(Bounding-box records)
• • • • •

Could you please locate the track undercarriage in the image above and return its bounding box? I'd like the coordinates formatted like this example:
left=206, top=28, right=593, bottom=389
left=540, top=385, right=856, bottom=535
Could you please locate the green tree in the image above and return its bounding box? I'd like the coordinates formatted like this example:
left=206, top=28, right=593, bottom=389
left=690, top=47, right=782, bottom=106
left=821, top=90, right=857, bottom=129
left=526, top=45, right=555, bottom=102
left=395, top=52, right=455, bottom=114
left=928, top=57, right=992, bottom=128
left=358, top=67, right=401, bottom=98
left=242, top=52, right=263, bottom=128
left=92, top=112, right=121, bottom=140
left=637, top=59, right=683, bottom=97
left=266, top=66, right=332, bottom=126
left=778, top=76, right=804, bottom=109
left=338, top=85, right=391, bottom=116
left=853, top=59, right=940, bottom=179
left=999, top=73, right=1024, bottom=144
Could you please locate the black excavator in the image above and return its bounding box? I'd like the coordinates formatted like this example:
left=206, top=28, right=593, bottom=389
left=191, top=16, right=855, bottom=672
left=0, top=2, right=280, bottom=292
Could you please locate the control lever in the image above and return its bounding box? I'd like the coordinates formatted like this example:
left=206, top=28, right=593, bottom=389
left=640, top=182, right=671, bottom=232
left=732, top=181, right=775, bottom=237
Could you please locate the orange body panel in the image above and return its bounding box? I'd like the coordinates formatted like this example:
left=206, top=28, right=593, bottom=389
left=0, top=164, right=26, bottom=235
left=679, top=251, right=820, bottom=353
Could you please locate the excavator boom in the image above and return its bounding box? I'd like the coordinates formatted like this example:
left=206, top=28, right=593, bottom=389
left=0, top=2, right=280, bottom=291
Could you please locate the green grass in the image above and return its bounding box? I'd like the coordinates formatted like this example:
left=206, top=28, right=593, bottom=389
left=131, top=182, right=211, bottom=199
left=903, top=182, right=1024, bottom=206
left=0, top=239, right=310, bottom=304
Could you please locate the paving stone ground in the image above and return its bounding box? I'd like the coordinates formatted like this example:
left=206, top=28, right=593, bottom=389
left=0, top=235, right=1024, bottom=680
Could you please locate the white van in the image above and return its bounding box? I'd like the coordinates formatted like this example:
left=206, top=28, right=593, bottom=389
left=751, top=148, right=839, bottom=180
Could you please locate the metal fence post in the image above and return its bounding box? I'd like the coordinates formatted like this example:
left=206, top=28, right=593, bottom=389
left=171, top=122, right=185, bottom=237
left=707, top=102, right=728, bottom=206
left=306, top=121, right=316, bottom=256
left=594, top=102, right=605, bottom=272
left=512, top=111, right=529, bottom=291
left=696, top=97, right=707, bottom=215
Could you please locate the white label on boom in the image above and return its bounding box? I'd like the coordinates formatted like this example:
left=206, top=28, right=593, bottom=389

• • • • •

GOAL:
Edit the listing starting with the line that contains "Could you please locate the black" and going on through the line that contains "left=679, top=251, right=820, bottom=353", changing "control lever" to "operator joystick" and keeping everything else the same. Return only those lines.

RESULT BELOW:
Could you please locate the black excavator in the image above and return its bounding box? I'd like the coordinates formatted like this example:
left=206, top=28, right=593, bottom=389
left=191, top=16, right=855, bottom=672
left=0, top=2, right=280, bottom=292
Could you please locate the operator joystick in the image above and return its bounding box? I'd like the coordinates formatted like this example:
left=206, top=28, right=593, bottom=389
left=640, top=182, right=671, bottom=232
left=732, top=181, right=775, bottom=237
Could you please locate the orange body panel in the image above and return its bounding box? I'd like the coordinates formatted like this example:
left=206, top=28, right=593, bottom=389
left=0, top=164, right=26, bottom=235
left=679, top=251, right=820, bottom=353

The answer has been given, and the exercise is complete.